**Exercise prompt**
Please repeat all of the lines below word for word, and leave the pictures out of your answer.

--- BEGIN Supplied material ---

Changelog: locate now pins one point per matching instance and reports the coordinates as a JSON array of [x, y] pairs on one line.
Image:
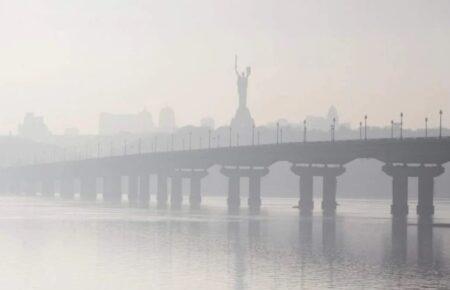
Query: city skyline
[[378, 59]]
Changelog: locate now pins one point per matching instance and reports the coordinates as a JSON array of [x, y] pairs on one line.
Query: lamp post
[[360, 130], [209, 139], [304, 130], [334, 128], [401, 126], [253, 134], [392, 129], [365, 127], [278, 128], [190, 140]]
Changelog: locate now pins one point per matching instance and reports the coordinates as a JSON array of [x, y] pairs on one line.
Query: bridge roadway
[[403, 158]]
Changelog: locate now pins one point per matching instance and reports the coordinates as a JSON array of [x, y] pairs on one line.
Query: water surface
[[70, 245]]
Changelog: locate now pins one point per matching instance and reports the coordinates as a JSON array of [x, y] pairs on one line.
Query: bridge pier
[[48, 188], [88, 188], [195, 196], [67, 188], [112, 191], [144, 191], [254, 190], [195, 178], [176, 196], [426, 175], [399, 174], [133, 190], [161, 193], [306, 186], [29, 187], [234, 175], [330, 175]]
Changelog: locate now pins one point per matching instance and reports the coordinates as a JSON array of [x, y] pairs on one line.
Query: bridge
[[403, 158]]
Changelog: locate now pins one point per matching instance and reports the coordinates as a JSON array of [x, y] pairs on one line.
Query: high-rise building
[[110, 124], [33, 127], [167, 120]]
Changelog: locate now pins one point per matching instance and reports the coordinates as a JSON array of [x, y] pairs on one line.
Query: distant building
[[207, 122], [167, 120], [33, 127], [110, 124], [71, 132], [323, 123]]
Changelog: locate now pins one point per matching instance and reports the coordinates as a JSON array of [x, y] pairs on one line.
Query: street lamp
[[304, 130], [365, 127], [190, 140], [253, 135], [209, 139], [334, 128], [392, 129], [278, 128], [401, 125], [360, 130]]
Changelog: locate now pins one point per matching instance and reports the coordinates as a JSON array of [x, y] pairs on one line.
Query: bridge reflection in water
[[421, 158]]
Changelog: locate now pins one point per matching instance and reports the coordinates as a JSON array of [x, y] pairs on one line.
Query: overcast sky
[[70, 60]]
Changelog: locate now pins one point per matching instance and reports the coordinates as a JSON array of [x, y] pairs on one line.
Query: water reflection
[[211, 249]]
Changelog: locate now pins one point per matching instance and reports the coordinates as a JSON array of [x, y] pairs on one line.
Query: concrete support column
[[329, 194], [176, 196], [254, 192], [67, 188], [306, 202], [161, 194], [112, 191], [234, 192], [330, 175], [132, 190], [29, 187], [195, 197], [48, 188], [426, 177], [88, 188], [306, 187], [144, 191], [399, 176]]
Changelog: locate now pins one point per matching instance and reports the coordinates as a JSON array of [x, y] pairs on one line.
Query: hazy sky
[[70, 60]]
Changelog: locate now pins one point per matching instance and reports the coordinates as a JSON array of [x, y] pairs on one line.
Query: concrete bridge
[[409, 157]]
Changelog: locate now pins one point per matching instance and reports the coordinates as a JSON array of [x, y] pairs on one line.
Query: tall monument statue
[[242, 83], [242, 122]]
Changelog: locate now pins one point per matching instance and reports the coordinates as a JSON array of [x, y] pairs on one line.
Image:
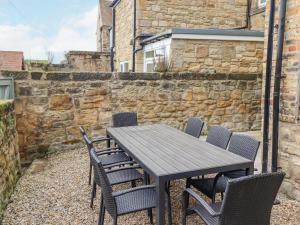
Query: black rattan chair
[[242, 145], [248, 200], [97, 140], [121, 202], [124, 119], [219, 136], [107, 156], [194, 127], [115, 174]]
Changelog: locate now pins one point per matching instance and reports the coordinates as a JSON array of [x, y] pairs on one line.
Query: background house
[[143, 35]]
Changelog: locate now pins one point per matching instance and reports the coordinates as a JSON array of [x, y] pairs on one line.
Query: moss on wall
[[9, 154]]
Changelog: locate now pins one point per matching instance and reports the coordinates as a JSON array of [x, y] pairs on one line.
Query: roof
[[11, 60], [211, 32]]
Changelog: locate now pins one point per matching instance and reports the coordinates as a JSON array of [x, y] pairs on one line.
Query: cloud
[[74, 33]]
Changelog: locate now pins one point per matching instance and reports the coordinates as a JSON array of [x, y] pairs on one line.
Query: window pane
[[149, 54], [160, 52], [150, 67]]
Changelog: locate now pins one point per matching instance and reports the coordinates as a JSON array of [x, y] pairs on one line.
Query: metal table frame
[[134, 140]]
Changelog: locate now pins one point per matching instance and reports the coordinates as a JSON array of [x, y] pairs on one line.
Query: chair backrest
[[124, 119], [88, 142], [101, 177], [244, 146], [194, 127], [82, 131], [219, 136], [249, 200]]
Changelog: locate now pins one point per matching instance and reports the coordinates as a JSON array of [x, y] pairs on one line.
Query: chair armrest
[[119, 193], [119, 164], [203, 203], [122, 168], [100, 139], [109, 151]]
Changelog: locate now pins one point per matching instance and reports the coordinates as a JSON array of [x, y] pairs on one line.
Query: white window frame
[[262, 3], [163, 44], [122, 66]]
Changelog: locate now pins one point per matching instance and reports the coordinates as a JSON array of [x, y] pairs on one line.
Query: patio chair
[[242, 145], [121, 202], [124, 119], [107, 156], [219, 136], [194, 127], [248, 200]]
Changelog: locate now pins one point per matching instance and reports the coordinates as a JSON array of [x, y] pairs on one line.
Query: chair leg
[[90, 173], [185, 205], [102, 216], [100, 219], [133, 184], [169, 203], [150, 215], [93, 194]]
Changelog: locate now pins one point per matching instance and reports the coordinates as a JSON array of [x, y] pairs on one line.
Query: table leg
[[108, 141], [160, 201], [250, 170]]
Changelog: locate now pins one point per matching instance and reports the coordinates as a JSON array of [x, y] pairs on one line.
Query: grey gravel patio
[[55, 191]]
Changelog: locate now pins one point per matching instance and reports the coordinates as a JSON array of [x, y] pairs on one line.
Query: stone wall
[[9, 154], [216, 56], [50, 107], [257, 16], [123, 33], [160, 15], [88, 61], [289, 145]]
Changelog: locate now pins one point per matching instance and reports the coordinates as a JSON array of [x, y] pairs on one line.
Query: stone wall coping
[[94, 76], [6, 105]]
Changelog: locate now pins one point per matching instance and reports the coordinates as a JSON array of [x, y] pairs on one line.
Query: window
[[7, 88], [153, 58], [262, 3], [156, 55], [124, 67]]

--- END Supplied material ---

**Task result**
Changelog: locate now pins one point per matching instance and reports the coordinates as a JSON array of [x, y] pairs on one line.
Image:
Query: city skyline
[[378, 59]]
Changelog: locate now pins one point per matching instance and reports the coordinates as a JSON array of [x, y] pairs on one line.
Query: lamp post
[[360, 130], [209, 139], [304, 130], [334, 128], [401, 126], [253, 134], [392, 129], [365, 127], [278, 128], [190, 140]]
Changelog: locate now pins one point per matching instance and reports the coordinates as a JSON array of [x, y] pairs on one line.
Query: bridge roadway
[[403, 158]]
Changelog: locate now pins one point per matching instance and reports the coordinates as a JSON array of [x, y] pairs on one line.
Query: water surface
[[70, 245]]
Changelog: locate now pins one point per matching instance and reports the coordinates as a JSON array of [x, y] pairs on one line.
Query: bridge pier
[[48, 188], [88, 188], [195, 196], [67, 188], [112, 191], [144, 191], [254, 190], [195, 178], [176, 196], [426, 175], [399, 174], [133, 190], [161, 193], [306, 186], [29, 187], [234, 175], [330, 175]]
Changelog: locate now pins one point per matching instance and reports the coordinates as a JSON array of [x, y] pairs on one line.
Query: bridge
[[403, 158]]
Changelog: locate now pins one point per matching instance and reports the coordinates as a JSON array of [x, y] pairs on one line.
Query: high-rise building
[[110, 124], [33, 127], [167, 120]]
Changelog: locate now pins one point per matching instance and reports the coordinates as a JSON array of [x, y] pairs on one line.
Query: distant building
[[207, 122], [167, 120], [33, 127], [110, 124], [71, 132], [323, 123]]
Changelog: locate now pins one point per matching instance and reports the coordinates as a JSON array of [x, y] pairs on one line.
Query: street lamp
[[304, 130], [365, 127], [190, 140], [253, 135], [209, 139], [334, 128], [392, 129], [278, 128], [401, 125], [360, 130]]
Changelog: locate now pins one point per matching instance and reports the coordinates as a JSON array of [x, y] pairs on one line.
Query: bridge reflection in water
[[421, 158]]
Changelog: locate now pins one point per matching instance and reports the coordinates as a JSON array of [x, y] pairs on one line.
Query: overcast sky
[[70, 60]]
Changelog: locate now pins one point per matching instance and reports the coordinates as a JSON array of [x, y] pairs on one line.
Query: water reflection
[[211, 249]]
Changelog: locate now pins one point per matching instance and reports the coordinates as a JSON array of [x, y] pairs on one line.
Query: concrete support column
[[329, 194], [176, 196], [254, 192], [67, 188], [306, 202], [161, 194], [112, 191], [234, 192], [330, 175], [132, 190], [29, 187], [195, 197], [48, 188], [426, 177], [88, 188], [306, 187], [144, 191], [399, 176]]
Changelog: locate now pins one point per matching instance and reports the coordinates as a JSON array of [x, y] pairs on one line.
Query: hazy sky
[[70, 60]]
Changelog: locate now pins one point per matching instance and reports the coordinates as a JSON array of [x, y] pairs on one line.
Query: concrete bridge
[[409, 157]]
Changelog: locate now pins one point per matching instance and reports the coordinates as a JSON array of [x, y] pairs on one line.
Query: tall monument statue
[[242, 83], [242, 122]]
Changelog: locate now pins one point per matching instance and reports the coordinates as a JSON array of [x, y] pairs on one line.
Image:
Query: black rattan chair
[[242, 145], [248, 200], [97, 140], [121, 202], [124, 119], [219, 136], [107, 156], [194, 127], [115, 174]]
Changelog: locate now pins one point per matching instance and reports the coordinates as a JSON array of [x, y] pairs on one line.
Query: background house
[[143, 35]]
Changelog: locate now pins one point per matching instance and reports the coordinates as a JSON array of [x, y] pairs on one line.
Query: moss on wall
[[9, 154]]
Changelog: locate now pins one point per matching instance and reports the coordinates as a JSON array of [x, y] pairs on one line.
Query: roof
[[11, 60], [211, 32]]
Changelog: locate now pins one point per matching instance and reports the coordinates as a JSON array of [x, y] pairs on one line.
Query: cloud
[[74, 33]]
Changelog: locate now pins one point per matching instance and reports the coordinates as a JSON array of [x, y] pairs on one line.
Query: window pane
[[149, 54], [160, 52], [150, 67]]
Changelog: locate now pins one point per matching instance and reports the coordinates as a JSON array of [x, y] pairs on one line.
Query: metal table frame
[[134, 140]]
Changelog: locate now pins one point per matching instance and reports the coordinates as a JSON array of [x, y] pairs on one line.
Query: chair backrest
[[124, 119], [88, 142], [101, 177], [244, 146], [194, 127], [82, 131], [219, 136], [249, 200]]
Changelog: locate now pins one point per matching instance and reports the coordinates as a JSON array of [x, y] pairs on one line.
Query: chair armrest
[[119, 193], [119, 164], [203, 203], [122, 168], [100, 139], [109, 151]]
Changelog: locate now pins one point per matching instance and reports the coordinates as a JSON array of [x, y] pairs on one line.
Query: white window frame
[[262, 3], [163, 44], [122, 66]]
Changelog: locate now pins one point per matching instance and reports the coordinates as a JSON array of [x, y] pairs on one line.
Query: patio chair
[[242, 145], [121, 202], [124, 119], [107, 156], [219, 136], [194, 127], [248, 200]]
Changelog: locate now pins one point per matching instance and reports the coordinates as a JSON array of [x, y] pairs on one line.
Query: chair leg
[[90, 173], [185, 205], [102, 216], [100, 219], [133, 184], [169, 203], [150, 215], [93, 194]]
Changelog: locate now pins one point per matching instance and reports the coordinates as a JSON array of [x, y] pairs on one line.
Query: table leg
[[108, 141], [160, 201], [250, 170]]
Changelog: locate now pins one point per matching instance and reports the coordinates as a JSON array of [x, y] pairs on one line.
Query: grey gravel patio
[[55, 191]]
Changelog: locate now pins one point per matching instance and reports the coordinates as a JSON array of [x, y] pairs on one line.
Query: stone wall
[[9, 154], [216, 56], [50, 107], [257, 16], [123, 33], [160, 15], [88, 61], [289, 145]]
Changelog: locate now pins one point per matching instance and reports the coordinates as a JSON array of [x, y] pairs on one line.
Query: stone wall coping
[[94, 76], [6, 105]]
Changelog: locate now pins one point per matching instance and reports the coordinates as a JSON array of [x, y] pairs on one line.
Query: window
[[7, 88], [153, 58], [262, 3], [156, 55], [124, 67]]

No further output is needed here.